The default alignment of a structure is the largest alignment amongst its fields. For example, the following structure has a 32-bit alignment:

struct {
    uint16_t _a;             /* alignment: 16 */
    struct {                 /* alignment: 32 */
        uint32_t _a;         /* alignment: 32 */
        string; _b;          /* alignment: 8 */
    } _b;
    integer {size = 64;} _c; /* alignment: 8 */
}

This default alignment may be overridden using a special align() option after the structure is closed:

struct {
    uint16_t _a;
    struct {
        uint32_t _a;
        string; _b;
    } _b;
    integer {size = 64;} _c;
} align(16)

You may use structures as field types, although they must have a known size when running barectf. This means they cannot contain sequences or strings.

A CTF structure field will make barectf produce a const void* C function parameter. The structure (of known size) will be copied as is to the current buffer, respecting its alignment.

Note that barectf requires inner structures to be at least byte-aligned.

_RAW RECORDS_
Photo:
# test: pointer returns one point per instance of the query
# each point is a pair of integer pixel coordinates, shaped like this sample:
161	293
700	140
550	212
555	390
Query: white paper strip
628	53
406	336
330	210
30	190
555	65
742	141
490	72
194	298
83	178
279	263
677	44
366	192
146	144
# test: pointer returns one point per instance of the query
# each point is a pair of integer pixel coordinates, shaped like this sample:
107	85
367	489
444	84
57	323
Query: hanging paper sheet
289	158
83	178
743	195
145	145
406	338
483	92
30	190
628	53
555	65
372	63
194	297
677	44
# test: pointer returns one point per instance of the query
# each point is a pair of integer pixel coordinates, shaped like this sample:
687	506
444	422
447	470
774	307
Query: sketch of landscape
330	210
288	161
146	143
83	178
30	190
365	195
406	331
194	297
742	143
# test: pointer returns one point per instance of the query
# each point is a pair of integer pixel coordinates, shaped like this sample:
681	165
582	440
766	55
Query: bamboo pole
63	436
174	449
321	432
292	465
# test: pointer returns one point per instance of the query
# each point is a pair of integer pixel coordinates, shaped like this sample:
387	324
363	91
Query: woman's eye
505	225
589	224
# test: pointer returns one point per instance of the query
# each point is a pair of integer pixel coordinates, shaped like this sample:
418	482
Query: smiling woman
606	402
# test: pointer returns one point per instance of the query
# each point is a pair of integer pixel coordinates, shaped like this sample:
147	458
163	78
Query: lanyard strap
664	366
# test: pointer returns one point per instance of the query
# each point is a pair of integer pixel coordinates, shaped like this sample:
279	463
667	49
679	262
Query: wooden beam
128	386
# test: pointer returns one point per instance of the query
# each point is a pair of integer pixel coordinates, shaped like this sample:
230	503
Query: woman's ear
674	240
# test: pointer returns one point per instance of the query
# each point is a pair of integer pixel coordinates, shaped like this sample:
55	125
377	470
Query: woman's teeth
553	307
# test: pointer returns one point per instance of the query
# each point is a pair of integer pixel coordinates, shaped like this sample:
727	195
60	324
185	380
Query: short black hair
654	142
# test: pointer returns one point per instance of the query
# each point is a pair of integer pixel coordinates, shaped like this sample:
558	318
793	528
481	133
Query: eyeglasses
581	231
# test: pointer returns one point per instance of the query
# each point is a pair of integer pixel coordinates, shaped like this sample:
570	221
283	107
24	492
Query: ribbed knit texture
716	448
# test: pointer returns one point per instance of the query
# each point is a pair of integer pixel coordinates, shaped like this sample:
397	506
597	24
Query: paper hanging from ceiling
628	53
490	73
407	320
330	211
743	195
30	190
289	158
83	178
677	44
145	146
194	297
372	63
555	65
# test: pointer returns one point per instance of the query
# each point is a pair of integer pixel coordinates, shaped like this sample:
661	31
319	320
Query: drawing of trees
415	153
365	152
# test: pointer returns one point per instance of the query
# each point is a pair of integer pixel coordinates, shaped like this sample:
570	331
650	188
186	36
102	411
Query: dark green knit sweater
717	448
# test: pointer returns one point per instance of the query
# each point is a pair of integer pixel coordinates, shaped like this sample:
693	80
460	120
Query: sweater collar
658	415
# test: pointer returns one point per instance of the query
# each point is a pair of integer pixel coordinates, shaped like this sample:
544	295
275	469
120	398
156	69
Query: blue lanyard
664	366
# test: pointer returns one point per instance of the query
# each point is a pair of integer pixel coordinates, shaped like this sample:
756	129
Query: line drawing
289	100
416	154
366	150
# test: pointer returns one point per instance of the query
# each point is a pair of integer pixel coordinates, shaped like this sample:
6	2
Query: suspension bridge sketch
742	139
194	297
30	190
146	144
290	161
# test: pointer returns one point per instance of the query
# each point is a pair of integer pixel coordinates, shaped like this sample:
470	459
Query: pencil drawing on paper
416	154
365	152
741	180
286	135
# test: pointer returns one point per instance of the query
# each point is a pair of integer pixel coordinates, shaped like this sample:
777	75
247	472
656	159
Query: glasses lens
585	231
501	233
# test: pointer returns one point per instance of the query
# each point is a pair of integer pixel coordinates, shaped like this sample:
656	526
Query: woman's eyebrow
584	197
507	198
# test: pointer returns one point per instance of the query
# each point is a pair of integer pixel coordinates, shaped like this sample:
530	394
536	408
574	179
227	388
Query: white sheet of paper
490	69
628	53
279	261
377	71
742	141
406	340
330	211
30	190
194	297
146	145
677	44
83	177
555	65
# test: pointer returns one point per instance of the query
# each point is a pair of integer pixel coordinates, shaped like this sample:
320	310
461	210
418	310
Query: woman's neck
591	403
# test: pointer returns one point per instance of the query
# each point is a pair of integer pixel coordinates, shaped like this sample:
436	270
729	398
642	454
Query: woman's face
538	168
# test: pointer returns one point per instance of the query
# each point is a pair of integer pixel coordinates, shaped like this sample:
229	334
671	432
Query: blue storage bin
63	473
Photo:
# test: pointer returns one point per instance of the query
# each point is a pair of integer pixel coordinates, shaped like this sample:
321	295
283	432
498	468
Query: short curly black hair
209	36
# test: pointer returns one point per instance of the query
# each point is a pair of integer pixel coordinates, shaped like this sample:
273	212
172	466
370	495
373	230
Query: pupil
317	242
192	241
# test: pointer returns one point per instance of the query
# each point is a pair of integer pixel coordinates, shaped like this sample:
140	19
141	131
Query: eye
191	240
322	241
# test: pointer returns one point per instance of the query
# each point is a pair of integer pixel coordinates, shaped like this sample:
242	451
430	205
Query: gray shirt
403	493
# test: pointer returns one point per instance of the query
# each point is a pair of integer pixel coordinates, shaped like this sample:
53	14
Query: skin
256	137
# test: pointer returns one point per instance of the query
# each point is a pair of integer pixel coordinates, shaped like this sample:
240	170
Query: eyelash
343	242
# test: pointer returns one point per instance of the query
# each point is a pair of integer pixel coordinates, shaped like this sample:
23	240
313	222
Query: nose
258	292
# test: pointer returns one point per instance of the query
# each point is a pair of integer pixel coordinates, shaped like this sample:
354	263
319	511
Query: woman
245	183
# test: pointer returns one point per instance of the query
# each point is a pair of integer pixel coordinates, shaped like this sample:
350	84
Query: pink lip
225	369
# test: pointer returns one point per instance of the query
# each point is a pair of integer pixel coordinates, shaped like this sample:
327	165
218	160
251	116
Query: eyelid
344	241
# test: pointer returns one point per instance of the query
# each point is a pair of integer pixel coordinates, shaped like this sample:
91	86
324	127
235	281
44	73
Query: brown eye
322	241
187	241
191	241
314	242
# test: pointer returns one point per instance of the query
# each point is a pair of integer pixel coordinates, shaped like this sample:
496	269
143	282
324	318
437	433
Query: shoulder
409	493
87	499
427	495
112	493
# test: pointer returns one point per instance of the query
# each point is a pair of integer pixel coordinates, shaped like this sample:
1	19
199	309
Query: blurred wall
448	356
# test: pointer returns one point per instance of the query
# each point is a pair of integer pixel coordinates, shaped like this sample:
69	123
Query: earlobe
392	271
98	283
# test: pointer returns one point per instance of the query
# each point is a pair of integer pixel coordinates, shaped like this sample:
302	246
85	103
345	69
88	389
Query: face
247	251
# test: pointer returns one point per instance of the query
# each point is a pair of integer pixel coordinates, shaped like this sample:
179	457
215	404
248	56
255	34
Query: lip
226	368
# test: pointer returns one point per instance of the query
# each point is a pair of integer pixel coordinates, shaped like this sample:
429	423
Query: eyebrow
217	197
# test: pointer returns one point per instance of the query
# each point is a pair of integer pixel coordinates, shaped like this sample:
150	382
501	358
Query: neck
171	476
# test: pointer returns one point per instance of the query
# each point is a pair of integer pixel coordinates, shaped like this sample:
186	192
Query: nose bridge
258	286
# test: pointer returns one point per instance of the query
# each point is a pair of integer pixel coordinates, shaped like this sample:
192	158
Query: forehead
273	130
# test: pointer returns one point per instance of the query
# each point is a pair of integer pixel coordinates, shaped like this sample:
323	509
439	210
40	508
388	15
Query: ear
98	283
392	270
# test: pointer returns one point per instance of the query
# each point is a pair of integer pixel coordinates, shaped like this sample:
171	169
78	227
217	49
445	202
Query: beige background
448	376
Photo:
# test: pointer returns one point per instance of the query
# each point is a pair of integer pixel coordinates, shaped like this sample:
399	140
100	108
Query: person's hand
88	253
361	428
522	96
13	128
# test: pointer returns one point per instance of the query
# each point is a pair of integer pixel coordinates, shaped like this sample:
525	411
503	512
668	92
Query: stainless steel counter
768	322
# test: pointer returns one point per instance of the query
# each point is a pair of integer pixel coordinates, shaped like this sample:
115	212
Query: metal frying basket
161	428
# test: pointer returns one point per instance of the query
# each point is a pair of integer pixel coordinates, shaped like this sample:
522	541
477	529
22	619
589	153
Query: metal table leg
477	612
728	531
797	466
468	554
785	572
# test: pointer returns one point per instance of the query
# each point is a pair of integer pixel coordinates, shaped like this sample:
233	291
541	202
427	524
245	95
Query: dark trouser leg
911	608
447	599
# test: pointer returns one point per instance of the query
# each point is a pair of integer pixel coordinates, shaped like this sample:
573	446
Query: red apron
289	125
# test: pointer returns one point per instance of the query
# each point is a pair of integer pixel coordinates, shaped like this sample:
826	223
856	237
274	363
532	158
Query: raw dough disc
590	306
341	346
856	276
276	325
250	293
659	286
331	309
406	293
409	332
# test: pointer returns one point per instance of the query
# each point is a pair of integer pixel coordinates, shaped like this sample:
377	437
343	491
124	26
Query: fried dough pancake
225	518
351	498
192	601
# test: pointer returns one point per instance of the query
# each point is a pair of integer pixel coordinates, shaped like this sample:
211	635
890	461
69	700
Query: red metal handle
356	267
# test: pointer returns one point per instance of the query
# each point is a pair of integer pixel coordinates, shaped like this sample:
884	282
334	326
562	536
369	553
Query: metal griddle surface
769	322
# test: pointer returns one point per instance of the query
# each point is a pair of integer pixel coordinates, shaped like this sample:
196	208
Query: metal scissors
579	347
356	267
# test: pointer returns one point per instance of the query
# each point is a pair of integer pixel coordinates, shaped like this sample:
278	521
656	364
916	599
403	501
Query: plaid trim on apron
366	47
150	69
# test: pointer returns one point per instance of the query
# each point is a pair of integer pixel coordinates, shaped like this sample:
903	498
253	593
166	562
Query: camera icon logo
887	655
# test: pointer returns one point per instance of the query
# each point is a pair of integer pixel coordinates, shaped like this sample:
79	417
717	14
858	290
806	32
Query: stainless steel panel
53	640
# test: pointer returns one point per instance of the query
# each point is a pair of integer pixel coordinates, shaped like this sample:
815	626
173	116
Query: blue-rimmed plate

_WORK INSTRUCTIONS_
1. Render this sentence from the text on structure alignment in Spanish: "The default alignment of a structure is the largest alignment amongst its fields."
2. Reproduce the text on structure alignment from "This default alignment" up to and including "sequences or strings.".

_ANSWERS FOR THE TASKS_
1. La alineación predeterminada de una estructura es la mayor alineación entre sus campos.

2.
This default alignment may be overridden using a special align() option after the structure is closed:

struct {
    uint16_t _a;
    struct {
        uint32_t _a;
        string; _b;
    } _b;
    integer {size = 64;} _c;
} align(16)

You may use structures as field types, although they must have a known size when running barectf. This means they cannot contain sequences or strings.